DO THIS:
Put every item below into a numbered list and drop any blank lines.

Rows taken from a pointing dataset
[BEGIN]
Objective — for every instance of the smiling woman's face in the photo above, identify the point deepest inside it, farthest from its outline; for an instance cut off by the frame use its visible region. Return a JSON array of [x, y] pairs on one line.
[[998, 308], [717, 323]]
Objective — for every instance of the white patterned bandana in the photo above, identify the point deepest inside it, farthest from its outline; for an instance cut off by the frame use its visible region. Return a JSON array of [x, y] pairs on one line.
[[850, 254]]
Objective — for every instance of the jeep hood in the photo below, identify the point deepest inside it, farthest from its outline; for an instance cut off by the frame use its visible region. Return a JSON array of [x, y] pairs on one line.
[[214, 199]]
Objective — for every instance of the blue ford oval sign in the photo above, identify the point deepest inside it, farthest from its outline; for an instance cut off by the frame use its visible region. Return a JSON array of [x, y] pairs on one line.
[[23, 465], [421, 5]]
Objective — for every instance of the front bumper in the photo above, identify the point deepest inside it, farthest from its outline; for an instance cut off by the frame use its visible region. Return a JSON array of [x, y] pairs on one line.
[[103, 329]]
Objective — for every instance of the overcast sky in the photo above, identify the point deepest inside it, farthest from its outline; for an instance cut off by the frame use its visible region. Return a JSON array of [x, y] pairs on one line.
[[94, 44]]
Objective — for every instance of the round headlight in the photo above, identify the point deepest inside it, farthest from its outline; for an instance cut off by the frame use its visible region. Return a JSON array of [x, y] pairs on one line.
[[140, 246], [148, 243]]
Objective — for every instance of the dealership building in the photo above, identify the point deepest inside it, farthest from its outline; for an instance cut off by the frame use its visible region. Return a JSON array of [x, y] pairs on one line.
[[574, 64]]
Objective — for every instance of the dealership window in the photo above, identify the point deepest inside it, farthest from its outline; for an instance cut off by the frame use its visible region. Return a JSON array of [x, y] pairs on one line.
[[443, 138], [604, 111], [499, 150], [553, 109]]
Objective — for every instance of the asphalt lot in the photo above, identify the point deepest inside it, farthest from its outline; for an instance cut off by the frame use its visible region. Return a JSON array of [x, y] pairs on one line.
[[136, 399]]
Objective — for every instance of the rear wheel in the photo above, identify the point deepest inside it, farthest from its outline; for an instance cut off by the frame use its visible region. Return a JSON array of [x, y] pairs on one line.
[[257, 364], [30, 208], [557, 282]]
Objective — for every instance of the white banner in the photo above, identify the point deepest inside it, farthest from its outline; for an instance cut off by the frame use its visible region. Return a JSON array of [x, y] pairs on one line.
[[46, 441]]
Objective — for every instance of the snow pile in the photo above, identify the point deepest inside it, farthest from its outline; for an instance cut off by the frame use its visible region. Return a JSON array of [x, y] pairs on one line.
[END]
RESULT:
1. Objective — for every instance of the smiling woman's face in the photo above, identify the point deepest inside it, farthest from its outline; for an instance cut off by the frame use its visible region. Return a JSON array of [x, y] pairs on one line.
2. [[998, 308], [717, 323]]
3. Objective — for every instance of the white patterned bandana in the photo above, identify the point deepest inside it, farthest from its outline; for an instance cut off by the frame use its visible region. Return a JSON array of [x, y] pairs on one line.
4. [[850, 254]]
5. Objective — for every instance of the jeep hood in the photo below, identify the point deepest inside it, farthest from its outline; for an instance cut off by the frame use its visible region. Return a JSON array of [x, y] pairs on one line.
6. [[214, 199]]
7. Objective — for every instance of the blue ford oval sign in the photo above, identify the point deepest inside it, farthest from its outline; for an instance cut off by the frame use its visible region. Return a JSON array of [x, y] pairs on one line.
8. [[23, 465], [421, 5]]
9. Objective — for every instance of the front bumper in the photo above, identify the point deepest inside it, farthest from its outline; for an instance cut off by the frame use its visible region. Return a JSON array of [x, y] pairs on one line.
10. [[103, 329]]
11. Objective — for every instance of the overcast sky in the photo above, identify the point deepest inside it, farthest from its outline; for an instance cut off by the frame use its visible region. Return a JSON array of [x, y] pairs on one line.
12. [[94, 44]]
13. Objective — for every instance of the round headlight in the photo above, identify the point deepest inside it, farthest from its outline; for an instance cut off by the frame use its visible region. Return a JSON array of [x, y] pairs on one line.
14. [[140, 246], [148, 243]]
15. Objective — for every instance of the dealership building in the photo above, identify the point deepest inside it, farthest from its outline; for an instance cut off by the frame use its visible region. Return a JSON array of [x, y] pairs on one line.
16. [[574, 64]]
17. Objective — for every instance of the dealership window in the photo above, identify the point deepest inside it, farthest from its outline; for an instance cut off by the frame use its visible region. Return a JSON array of [x, y] pairs on one line.
18. [[443, 138], [604, 111], [499, 150], [553, 109]]
19. Objective — for every instance of the asphalt lot in the photo above, identify the point deepest inside it, farthest from its outline; for an instance cut off by the frame use its visible region. Return a JSON array of [x, y] pairs on one line.
20. [[136, 399]]
21. Objective — for every instance of the rear wheel in the photo above, identify the point deepest inside it, farthest from its outline; for an instance cut off by the frame use its visible region. Return a JSON array of [x, y] pairs on one line.
22. [[257, 364], [30, 208], [557, 282]]
23. Objective — for every instance of the white banner in the photo above, identify the point deepest inside it, farthest from its outline; for an instance cut off by the frame use its visible region. Return a JSON array of [x, y] pairs on one line.
24. [[46, 441]]
25. Objective — for every instance of the snow pile in the photo above, identify the point deepest inside it, farthest from its outline; for an instance cut off by the frame use its visible region. Return a JSON array of [x, y] pairs on one line.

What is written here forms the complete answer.